• **Exercise set**:
- a) In the facial recognition excerpt, how many facial images could law enforcement and security agencies access through the Capability?
- b) Extend the facial recognition excerpt, picking up right after its final sentence.

• **Excerpted text**:
────────────────

And if you follow that link, to the ABC back in 2015, and remember that the mice have been very busy since then, this is what you read ...

The Capability will give law enforcement and security agencies quick access to up to 100 million facial images from databases around Australia, including drivers' licences, passport photos, and perhaps even Facebook photos. The photos will be coordinated through a system called The Hub that will help agencies quickly identify people and tackle cross-border crime. 
 Privacy activists, such as Australian Privacy Foundation vice-chair David Vaile, are concerned. "Biometrics, unlike any other form of identification, is tied to your biological existence, which has some benefits for its use as an identifier but it has the great downside that if something goes wrong, if it's breached, if it's hacked, it can't be revoked," Mr Vaile said. "It's not like cutting up a credit card or getting a new phone number or something. 
 "Basically if anybody manages to get this, they breach the security, potentially you're compromised for life."

Forget the hackers, the mutton Dutton has got you for life …

There's the dog botherer rabbiting on about Orwellian, and there's the mutton Dutton busy pursuing a 1984 dream …and not a boo to a goose from the dog botherer about it.

Is it any wonder that for a little light relief, the pond turns to the Pope for some papal wisdom, with more available here

Remember, an infinite capacity for bungling might be the country's only hope ...


  1. Hang on - the Botherer is producing this tosh from a cafe? Shouldn't he be banning out his word count on a battered Remington while a durry hangs from his lips and the Copy Boy waits by anxiously? Instead he's hogging the Wi Fi in some inner-city, hipster leet hangout - and could be actually be sipping on a _latte_ ? For shame, Botherer?

    Most of the article reads like he's done a simple cut-and-paste from the Summary section of an old Productivity Commission report (and why doesn't anyone ever suggest including them in government cost cutting - 20+ years of generating free market fantasies with bugger-all in the way of real achievements), so of course he's not going to address possible misuse of data by government - his source certainly won't have done so. However, at least he notes that 80% of data is useless, so I'm assuming he accepts that applies to the total outlet of News Corp.

────────────────

• **Supplied material**:
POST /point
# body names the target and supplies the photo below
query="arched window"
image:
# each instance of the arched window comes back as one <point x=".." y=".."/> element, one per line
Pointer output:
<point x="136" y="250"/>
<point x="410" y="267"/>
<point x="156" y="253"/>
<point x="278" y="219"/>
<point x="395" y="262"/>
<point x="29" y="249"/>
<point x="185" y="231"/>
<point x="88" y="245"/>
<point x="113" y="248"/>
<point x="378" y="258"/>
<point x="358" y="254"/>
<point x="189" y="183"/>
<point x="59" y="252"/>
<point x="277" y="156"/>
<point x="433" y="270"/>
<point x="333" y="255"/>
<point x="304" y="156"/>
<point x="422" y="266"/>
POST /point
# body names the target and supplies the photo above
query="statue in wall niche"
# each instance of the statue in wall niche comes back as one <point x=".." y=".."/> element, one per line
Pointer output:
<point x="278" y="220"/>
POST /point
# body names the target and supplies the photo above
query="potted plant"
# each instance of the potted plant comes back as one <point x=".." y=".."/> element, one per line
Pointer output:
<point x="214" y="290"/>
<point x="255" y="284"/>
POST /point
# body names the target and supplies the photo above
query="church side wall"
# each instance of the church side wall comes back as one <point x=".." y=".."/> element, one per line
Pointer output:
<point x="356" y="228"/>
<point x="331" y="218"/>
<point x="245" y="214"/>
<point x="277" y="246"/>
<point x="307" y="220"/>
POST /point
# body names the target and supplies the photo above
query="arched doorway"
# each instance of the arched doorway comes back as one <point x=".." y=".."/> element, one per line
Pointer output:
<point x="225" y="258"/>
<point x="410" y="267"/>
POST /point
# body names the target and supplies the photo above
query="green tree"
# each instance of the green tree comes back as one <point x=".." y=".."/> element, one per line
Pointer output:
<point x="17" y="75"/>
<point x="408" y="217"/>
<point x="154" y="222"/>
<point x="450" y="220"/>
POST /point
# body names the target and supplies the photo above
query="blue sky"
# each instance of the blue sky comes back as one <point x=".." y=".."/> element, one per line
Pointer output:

────────────────

• **Answers per task**:
- a) Up to 100 million facial images.

- b)
    Oh, and if we're such early adapters of technology, how come we've ended up with such a fucked NBN?

    1. Because we are "adapters" rather than just "adopters", Anony. So instead of just adopting a perfectly workable NBN like just about everybody else on the planet, we had to "adapt" it to provide for a "multi-technology solution".

  2. "Sure, there's the odd attendee who turns up at the pond motivated by malice and a desire to avoid paying to sup on the reptile conversation.."

    Me ! Pick me, DP !

    But the only part of any conversation that the Murdochratian reptiles are upholding, is that the Melbourne Hairoiled-Scum is running a full repeat of Calvin and Hobbes. Now that's a product well worth selling (especially as I missed a lot of it the first time 'round).

    "Remember, an infinite capacity for bungling might be the country's only hope ..."

    Is that just another one of those things that I'll see when I believe it ? Since we are talking about 1984 ...

  3. Speaking of the great Sir Alec, The Man in the White Suit is a favourite. A parable on the insatiability of modern capitalism.

  4. No need to patronise Rupert's rubbish GB. The compleat Calvin and Hobbs is available here:

    1. Now you might have thought that a bright young lad like me could have thought of that himself. But I didn't, so thanks for the pointer Anony.

      I really will have to have a good look at gocomics ... I wonder if it has Hagar the Horrible and Garfield as well.